# WHAT IS EXPECTED
Retype only the lines from the top of the records to the line with "box: [1, 10, 479, 144]", including that line but none of the pictures.

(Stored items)
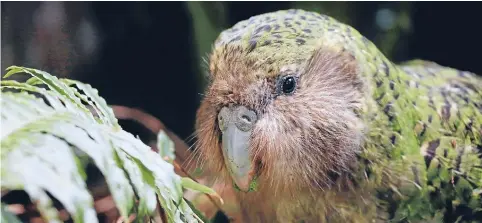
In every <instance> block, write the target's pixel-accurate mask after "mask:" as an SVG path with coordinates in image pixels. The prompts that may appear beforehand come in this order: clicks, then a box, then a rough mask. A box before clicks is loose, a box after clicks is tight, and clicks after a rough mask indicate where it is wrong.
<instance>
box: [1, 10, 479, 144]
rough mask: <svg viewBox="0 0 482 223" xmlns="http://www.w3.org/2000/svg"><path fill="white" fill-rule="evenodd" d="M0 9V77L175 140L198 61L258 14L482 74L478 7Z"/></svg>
mask: <svg viewBox="0 0 482 223" xmlns="http://www.w3.org/2000/svg"><path fill="white" fill-rule="evenodd" d="M1 4H2V69H5V68H6V67H7V66H10V65H23V66H31V67H35V68H39V69H44V70H46V71H48V72H50V73H52V74H54V75H58V76H68V77H71V78H75V79H79V80H81V81H84V82H87V83H90V84H92V85H93V86H94V87H95V88H98V89H99V91H100V94H101V96H103V97H105V98H106V100H107V102H109V103H110V104H121V105H125V106H131V107H136V108H141V109H143V110H145V111H146V112H148V113H150V114H152V115H154V116H156V117H157V118H159V119H160V120H161V121H162V122H163V123H164V124H166V125H167V126H168V128H170V129H171V130H173V131H174V132H175V133H176V134H178V135H179V136H180V137H181V138H183V139H186V138H187V137H188V136H189V135H190V134H191V133H192V132H193V126H194V120H195V111H196V108H197V106H198V104H199V101H200V97H201V96H200V93H202V90H203V86H204V84H205V81H204V75H205V70H204V69H203V66H202V60H201V57H204V56H206V55H207V53H209V50H210V44H212V41H214V38H216V36H217V35H218V34H219V32H220V31H221V30H223V29H225V28H228V27H229V26H232V25H234V24H235V23H236V22H238V21H240V20H244V19H247V18H249V17H250V16H254V15H256V14H260V13H265V12H270V11H275V10H280V9H288V8H295V7H296V8H303V9H307V10H313V11H318V12H321V13H326V14H328V15H330V16H333V17H335V18H337V19H339V20H340V21H343V22H346V23H348V24H350V25H352V26H354V27H355V28H357V29H358V30H359V31H360V32H361V33H362V34H364V35H365V36H366V37H367V38H369V39H370V40H372V41H373V42H375V44H377V45H378V46H380V48H381V50H382V51H383V52H385V53H386V54H387V56H388V57H389V58H391V59H392V60H394V61H396V62H399V61H404V60H408V59H414V58H421V59H426V60H433V61H435V62H437V63H440V64H442V65H446V66H451V67H455V68H459V69H463V70H469V71H473V72H476V73H479V74H481V73H482V61H481V56H480V53H481V52H482V43H481V40H482V36H481V29H480V27H481V22H482V19H481V17H480V13H481V11H482V4H481V3H480V2H470V3H469V2H64V3H62V2H2V3H1ZM386 9H388V10H389V11H390V12H392V13H393V14H394V15H395V17H396V18H395V22H393V23H392V25H391V27H390V28H389V29H384V28H383V27H381V26H380V25H378V24H377V13H380V12H381V11H385V12H386V11H387V10H386ZM59 15H60V16H59ZM397 18H398V19H397ZM380 19H381V20H382V21H383V20H384V21H389V19H387V18H385V19H384V18H383V16H382V17H380ZM60 21H61V22H60ZM86 23H87V24H89V26H90V27H91V28H90V29H91V32H90V35H89V34H86V33H89V32H87V31H85V30H88V28H85V27H86V25H85V24H86ZM87 27H88V26H87ZM82 30H84V31H82ZM92 30H94V31H92ZM92 33H94V34H92ZM89 44H90V45H94V46H95V47H92V46H90V48H89V47H88V46H89ZM32 45H33V46H32ZM35 46H36V47H35ZM32 48H37V50H36V51H35V50H32ZM38 48H41V49H38ZM92 48H94V49H92ZM89 49H90V51H89ZM38 58H41V59H38Z"/></svg>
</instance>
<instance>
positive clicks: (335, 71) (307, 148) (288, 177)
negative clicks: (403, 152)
mask: <svg viewBox="0 0 482 223" xmlns="http://www.w3.org/2000/svg"><path fill="white" fill-rule="evenodd" d="M246 55H247V54H246V53H245V52H243V51H242V50H241V49H240V48H237V47H235V46H227V47H223V48H222V49H221V50H218V51H215V52H214V54H213V55H212V57H211V63H210V72H211V75H212V83H211V85H210V86H209V88H208V89H207V93H206V94H205V95H206V96H205V98H204V100H203V101H202V103H201V106H200V108H199V110H198V114H197V123H196V128H197V136H198V144H197V145H198V148H197V149H199V152H200V153H201V156H202V157H203V158H204V159H205V161H206V163H207V164H208V166H209V167H210V168H213V170H216V171H219V173H220V175H221V179H222V180H224V181H225V182H226V183H227V185H230V184H231V178H230V177H229V175H228V172H227V171H226V168H225V166H224V162H223V156H222V150H221V142H220V140H219V139H220V134H221V133H220V130H219V128H218V125H217V113H218V112H219V110H220V109H221V108H222V107H223V106H226V105H229V104H240V105H244V106H247V107H248V108H251V109H253V110H254V111H256V113H257V114H258V117H259V120H258V122H257V123H256V125H255V128H254V130H253V134H252V139H251V146H250V150H251V151H250V153H251V157H252V161H253V164H255V165H257V168H258V175H259V177H258V185H259V187H258V191H257V192H250V193H247V194H242V195H240V196H243V197H244V198H245V199H253V198H257V199H261V200H264V201H265V202H267V201H268V199H269V198H270V197H271V198H272V197H276V196H275V195H276V194H278V195H281V194H283V196H284V197H285V198H288V199H294V198H295V195H296V196H297V197H299V196H300V193H301V194H303V193H305V194H307V193H310V194H311V193H321V192H323V191H325V190H330V189H334V188H333V186H335V185H336V184H338V185H336V188H342V187H340V186H346V185H340V184H341V181H343V180H342V179H346V178H347V176H348V173H349V172H350V169H351V168H353V167H354V166H355V165H356V162H357V160H356V155H357V153H358V152H360V150H361V144H362V141H363V134H364V125H363V123H362V120H361V119H360V118H359V117H358V116H357V113H358V111H359V110H360V109H361V106H362V92H361V89H362V82H361V81H360V79H359V76H358V74H357V64H356V61H355V58H354V57H352V56H351V55H349V54H347V53H346V52H342V51H339V50H335V49H333V48H330V47H320V48H319V49H318V50H315V51H314V52H313V56H312V57H311V58H310V60H308V61H306V62H305V63H303V64H290V65H286V66H281V68H280V69H279V70H275V69H271V68H269V66H268V67H267V66H265V67H262V66H256V65H255V64H254V63H252V62H250V61H249V60H246V59H245V57H246ZM263 72H277V73H278V76H283V75H286V74H293V75H295V76H297V77H298V81H297V83H298V84H297V89H296V90H295V92H294V94H292V95H283V94H280V95H277V94H276V80H277V78H270V77H272V75H265V74H263ZM266 77H268V78H266ZM340 176H341V177H340ZM334 180H336V181H337V182H334ZM343 184H344V183H343ZM249 197H251V198H249ZM273 202H274V201H273ZM290 202H295V200H291V201H290ZM268 203H269V202H268ZM267 205H268V206H269V204H267ZM261 209H263V208H261ZM265 212H266V213H265V214H268V213H269V211H268V210H265Z"/></svg>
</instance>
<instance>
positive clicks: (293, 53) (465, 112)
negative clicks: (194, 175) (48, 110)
mask: <svg viewBox="0 0 482 223" xmlns="http://www.w3.org/2000/svg"><path fill="white" fill-rule="evenodd" d="M209 68H210V78H211V83H210V85H209V87H208V89H207V90H206V94H205V98H204V99H203V101H202V103H201V106H200V108H199V110H198V114H197V123H196V129H197V136H198V142H197V148H198V149H199V151H200V152H201V154H202V157H203V158H205V160H206V162H207V164H209V166H210V167H211V168H213V169H214V170H217V171H218V173H220V179H221V180H223V181H225V182H226V183H227V184H233V185H234V186H235V187H237V188H238V189H239V191H238V192H237V195H238V198H239V202H240V206H241V209H242V211H243V215H244V217H243V219H242V220H243V221H244V222H387V221H389V220H391V221H394V222H442V221H443V222H455V221H457V220H459V221H461V222H481V219H482V199H481V194H482V139H481V135H482V80H481V79H480V77H477V76H476V75H475V74H473V73H470V72H466V71H460V70H456V69H452V68H448V67H444V66H441V65H438V64H436V63H433V62H428V61H422V60H414V61H410V62H407V63H403V64H394V63H392V62H391V61H389V60H388V59H387V58H386V57H385V56H384V55H383V54H382V53H381V52H380V51H379V50H378V49H377V47H376V46H375V45H374V44H373V43H371V42H370V41H369V40H368V39H366V38H365V37H363V36H362V35H361V34H360V33H359V32H358V31H356V30H355V29H353V28H352V27H350V26H348V25H345V24H342V23H340V22H338V21H336V20H335V19H333V18H331V17H328V16H325V15H320V14H317V13H313V12H307V11H303V10H286V11H277V12H272V13H267V14H262V15H258V16H254V17H251V18H250V19H248V20H245V21H241V22H239V23H237V24H236V25H234V26H233V27H232V28H230V29H228V30H225V31H224V32H222V33H221V34H220V36H219V37H218V39H217V40H216V43H215V46H214V48H213V52H212V54H211V57H210V67H209Z"/></svg>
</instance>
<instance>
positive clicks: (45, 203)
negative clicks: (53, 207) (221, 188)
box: [0, 66, 209, 222]
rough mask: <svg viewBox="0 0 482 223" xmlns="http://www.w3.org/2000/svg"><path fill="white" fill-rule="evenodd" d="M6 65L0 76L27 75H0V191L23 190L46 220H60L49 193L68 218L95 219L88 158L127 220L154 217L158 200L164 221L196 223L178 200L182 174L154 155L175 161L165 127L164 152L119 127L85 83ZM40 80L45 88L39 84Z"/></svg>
mask: <svg viewBox="0 0 482 223" xmlns="http://www.w3.org/2000/svg"><path fill="white" fill-rule="evenodd" d="M7 70H8V72H7V74H6V75H5V77H9V76H11V75H14V74H17V73H22V72H25V73H27V74H30V75H32V76H33V77H32V78H30V79H28V80H27V82H25V83H20V82H17V81H13V80H3V81H1V84H2V85H1V87H0V88H1V89H2V97H1V98H0V102H1V106H2V110H1V122H2V131H1V142H0V146H1V153H0V156H1V160H0V161H1V167H2V168H1V170H0V171H1V177H2V181H1V187H2V189H5V190H25V191H26V192H27V193H28V194H29V196H30V197H31V199H32V200H34V201H36V203H37V208H38V209H39V211H40V213H41V215H42V217H43V218H45V219H47V220H48V221H49V222H60V221H59V219H58V213H57V210H56V209H55V208H53V207H52V201H51V200H50V197H49V196H47V192H49V193H51V194H52V195H53V196H54V197H55V198H56V199H58V200H59V201H60V202H61V203H62V205H63V206H64V207H65V209H66V210H67V211H68V212H69V213H70V215H71V216H72V219H73V221H74V222H97V218H96V213H95V210H94V208H93V199H92V197H91V194H90V192H89V191H88V190H87V186H86V184H85V178H86V174H85V170H84V168H85V162H86V161H88V162H93V164H95V165H96V166H97V168H98V169H99V170H100V171H101V172H102V174H103V176H104V177H105V180H106V182H107V186H108V187H109V190H110V192H111V194H112V197H113V199H114V201H115V204H116V206H117V208H118V210H119V211H120V213H121V215H122V216H124V217H125V218H127V216H129V215H130V214H133V213H134V214H136V216H137V219H143V218H144V217H147V216H153V215H154V214H155V213H154V211H155V210H156V204H157V201H159V203H160V204H161V206H162V207H163V208H164V210H165V213H166V214H167V216H168V221H169V222H183V221H187V222H202V220H200V219H199V217H198V216H197V215H196V213H198V212H195V211H193V207H191V206H190V205H188V203H187V202H186V200H185V199H184V198H183V183H182V182H183V180H182V179H181V177H180V176H178V175H177V174H176V173H175V172H174V167H173V166H172V164H171V163H170V162H167V161H165V160H163V159H162V157H161V156H160V155H162V156H167V157H169V159H170V161H172V159H174V146H173V143H172V141H170V140H169V138H168V137H167V135H165V133H162V132H161V133H160V134H159V143H160V144H159V145H160V148H162V152H161V154H158V153H155V152H154V151H152V150H151V149H150V147H149V146H147V145H145V144H144V143H142V142H141V141H140V140H139V139H137V138H135V137H134V136H133V135H132V134H130V133H128V132H125V131H124V130H122V129H121V128H120V126H119V124H118V123H117V119H116V118H115V115H114V113H113V112H112V109H111V108H110V107H109V106H108V105H107V103H106V102H105V100H104V99H103V98H102V97H100V96H99V95H98V92H97V90H96V89H94V88H92V87H91V86H90V85H88V84H83V83H81V82H78V81H74V80H69V79H62V80H59V79H58V78H56V77H54V76H52V75H50V74H48V73H46V72H43V71H39V70H35V69H31V68H23V67H16V66H13V67H10V68H8V69H7ZM40 83H44V84H46V85H47V86H48V89H46V88H41V87H38V86H37V85H38V84H40ZM72 85H75V86H76V87H77V88H78V89H80V90H81V91H82V92H83V93H81V92H80V91H78V90H77V89H76V88H73V87H71V86H72ZM6 90H17V91H14V92H6ZM18 90H19V91H18ZM38 95H40V96H41V97H38ZM82 102H84V103H86V104H88V106H90V107H91V108H92V110H89V109H88V107H87V106H86V105H84V104H83V103H82ZM94 111H95V112H96V113H97V117H98V119H96V118H95V117H94V115H93V114H92V112H94ZM86 158H89V159H86ZM187 185H188V186H191V187H193V184H187ZM195 188H199V186H196V187H195ZM200 188H202V190H204V191H209V190H208V189H206V188H207V187H206V188H204V187H200ZM135 198H138V203H137V204H136V203H135V202H134V201H135ZM3 217H4V214H3V212H2V218H3Z"/></svg>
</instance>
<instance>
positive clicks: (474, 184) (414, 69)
mask: <svg viewBox="0 0 482 223" xmlns="http://www.w3.org/2000/svg"><path fill="white" fill-rule="evenodd" d="M228 43H229V44H230V45H239V46H240V47H242V48H244V49H246V50H247V51H248V52H249V54H247V57H249V59H251V60H252V61H254V63H255V64H256V65H257V66H259V67H262V68H264V69H265V70H266V71H271V72H266V75H267V76H269V75H277V73H276V71H277V70H279V68H280V66H281V65H287V64H297V65H300V66H301V65H303V64H304V63H305V62H306V61H308V60H309V59H310V58H311V56H312V55H313V52H315V51H316V50H317V49H319V48H320V47H322V46H323V47H325V48H326V47H327V46H328V48H327V49H330V48H333V50H340V49H343V50H345V51H347V52H349V53H350V54H352V55H353V56H354V57H355V58H356V60H357V64H358V66H359V67H358V68H359V75H360V78H361V79H363V80H364V83H365V84H366V92H364V93H365V97H366V98H365V110H364V113H363V119H364V120H365V123H366V125H367V127H368V129H369V132H368V133H367V136H366V143H365V146H364V150H363V153H362V154H361V156H360V161H361V162H360V163H361V165H362V168H360V172H358V173H356V174H357V179H358V180H359V183H362V184H367V185H371V186H372V187H374V188H375V191H377V192H378V193H377V197H378V201H379V205H380V206H381V207H383V208H386V211H388V213H389V215H390V217H391V218H392V219H393V220H395V221H426V220H428V219H432V220H435V221H437V220H438V221H441V220H442V219H443V220H444V221H445V222H454V221H456V220H461V221H467V222H471V221H476V219H482V209H481V208H482V199H481V193H482V139H481V137H482V136H481V135H482V126H481V125H482V80H481V78H480V77H478V76H476V75H475V74H473V73H470V72H465V71H459V70H455V69H451V68H448V67H444V66H441V65H438V64H436V63H433V62H427V61H422V60H414V61H409V62H406V63H403V64H398V65H397V64H394V63H392V62H391V61H389V60H388V59H387V58H386V57H385V56H384V55H383V54H382V53H381V52H380V51H379V50H378V49H377V47H376V46H375V45H374V44H373V43H371V42H370V41H369V40H368V39H366V38H365V37H363V36H362V35H361V34H360V33H359V32H358V31H357V30H355V29H353V28H352V27H350V26H348V25H345V24H342V23H340V22H338V21H337V20H335V19H333V18H330V17H328V16H325V15H319V14H317V13H313V12H307V11H303V10H287V11H278V12H273V13H267V14H262V15H259V16H255V17H251V18H250V19H248V20H245V21H242V22H239V23H237V24H236V25H235V26H233V27H232V28H230V29H228V30H226V31H224V32H222V33H221V35H220V36H219V37H218V39H217V41H216V46H215V47H223V46H225V45H226V44H228ZM375 191H374V193H375Z"/></svg>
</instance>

# YOUR SOLUTION
In every <instance> block, write the target's pixel-accurate mask after "mask:" as an SVG path with coordinates in image pixels. The prompts that may appear beforehand come in this order: clicks, then a box, then a rough mask. A box before clicks is loose, a box after clicks is tight, and clicks after a rough mask indicate where it is wrong.
<instance>
box: [1, 10, 479, 144]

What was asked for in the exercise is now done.